─── SOURCE TEXT

Fixes: ec8f954a40da ("posix-timers: Use a callback for cancel synchronization on PREEMPT_RT")
Reported-by: Marco Elver <elver(a)google.com>
Signed-off-by: Thomas Gleixner <tglx(a)linutronix.de>
Tested-by: Marco Elver <elver(a)google.com>
Tested-by: Sebastian Andrzej Siewior <bigeasy(a)linutronix.de>
Reviewed-by: Frederic Weisbecker <frederic(a)kernel.org>
Cc: stable(a)vger.kernel.org
Link: https://lore.kernel.org/r/87zg764ojw.ffs@tglx
---
include/linux/posix-timers.h | 17 ++++---
kernel/time/posix-cpu-timers.c | 81 +++++++++++++++++++++++++++------
kernel/time/posix-timers.c | 4 ++-
3 files changed, 82 insertions(+), 20 deletions(-)
diff --git a/include/linux/posix-timers.h b/include/linux/posix-timers.h
index 2c6e99c..d607f51 100644
--- a/include/linux/posix-timers.h
+++ b/include/linux/posix-timers.h
@@ -4,6 +4,7 @@
#include <linux/spinlock.h>
#include <linux/list.h>
+#include <linux/mutex.h>
#include <linux/alarmtimer.h>
#include <linux/timerqueue.h>
@@ -62,16 +63,18 @@ static inline int clockid_to_fd(const clockid_t clk)
* cpu_timer - Posix CPU timer representation for k_itimer
* @node: timerqueue node to queue in the task/sig
* @head: timerqueue head on which this timer is queued
- * @task: Pointer to target task
+ * @pid: Pointer to target task PID
* @elist: List head for the expiry list
* @firing: Timer is currently firing
+ * @handling: Pointer to the task which handles expiry
*/
struct cpu_timer {
- struct timerqueue_node node;
- struct timerqueue_head *head;
- struct pid *pid;
- struct list_head elist;
- int firing;
+ struct timerqueue_node node;
+ struct timerqueue_head *head;
+ struct pid *pid;
+ struct list_head elist;
+ int firing;
+ struct task_struct __rcu *handling;
};
static inline bool cpu_timer_enqueue(struct timerqueue_head *head,
@@ -135,10 +138,12 @@ struct posix_cputimers {
/**
* posix_cputimers_work - Container for task work based posix CPU timer expiry
* @work: The task work to be scheduled
+ * @mutex: Mutex held around expiry in context of this task work
* @scheduled: @work has been scheduled already, no further processing
*/
struct posix_cputimers_work {
struct callback_head work;
+ struct mutex mutex;
unsigned int scheduled;
};
diff --git a/kernel/time/posix-cpu-timers.c b/kernel/time/posix-cpu-timers.c
index 2f5e9b3..93c5a19 100644
--- a/kernel/time/posix-cpu-timers.c
+++ b/kernel/time/posix-cpu-timers.c
@@ -846,6 +846,8 @@ static u64 collect_timerqueue(struct timerqueue_head *head,
return expires;
ctmr->firing = 1;
+ /* See posix_cpu_timer_wait_running() */
+ rcu_assign_pointer(ctmr->handling, current);
cpu_timer_dequeue(ctmr);
list_add_tail(&ctmr->elist, firing);
}
@@ -1161,7 +1163,49 @@ static void handle_posix_cpu_timers(struct task_struct *tsk);
#ifdef CONFIG_POSIX_CPU_TIMERS_TASK_WORK
static void posix_cpu_timers_work(struct callback_head *work)

──────
─── DATASET EXTRACT

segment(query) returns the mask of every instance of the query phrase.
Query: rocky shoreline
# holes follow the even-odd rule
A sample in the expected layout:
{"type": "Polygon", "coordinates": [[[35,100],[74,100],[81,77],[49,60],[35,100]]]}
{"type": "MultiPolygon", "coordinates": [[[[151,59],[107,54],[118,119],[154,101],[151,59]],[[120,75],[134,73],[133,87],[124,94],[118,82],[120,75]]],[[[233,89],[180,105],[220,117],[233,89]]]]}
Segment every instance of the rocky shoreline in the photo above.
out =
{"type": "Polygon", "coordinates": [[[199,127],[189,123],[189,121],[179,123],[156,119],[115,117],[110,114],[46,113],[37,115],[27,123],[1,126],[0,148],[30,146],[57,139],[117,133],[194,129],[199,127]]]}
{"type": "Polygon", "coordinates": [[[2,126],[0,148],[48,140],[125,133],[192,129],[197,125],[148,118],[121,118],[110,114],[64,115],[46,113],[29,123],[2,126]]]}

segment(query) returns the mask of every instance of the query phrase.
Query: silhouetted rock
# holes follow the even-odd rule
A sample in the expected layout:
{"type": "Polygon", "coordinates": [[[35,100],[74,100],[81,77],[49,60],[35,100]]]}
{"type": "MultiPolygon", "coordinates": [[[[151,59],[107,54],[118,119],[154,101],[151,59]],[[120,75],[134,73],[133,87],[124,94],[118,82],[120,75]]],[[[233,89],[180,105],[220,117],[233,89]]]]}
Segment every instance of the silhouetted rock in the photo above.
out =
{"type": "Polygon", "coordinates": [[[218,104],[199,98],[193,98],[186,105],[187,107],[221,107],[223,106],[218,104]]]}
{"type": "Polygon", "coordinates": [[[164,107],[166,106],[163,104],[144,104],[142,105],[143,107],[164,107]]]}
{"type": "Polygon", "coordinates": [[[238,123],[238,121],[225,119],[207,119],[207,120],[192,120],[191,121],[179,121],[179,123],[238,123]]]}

──────

DIRECTIONS FOR THIS TASK
From the kernel patch, list every member that struct cpu_timer has after the change.

RESULT
node, head, pid, elist, firing, handling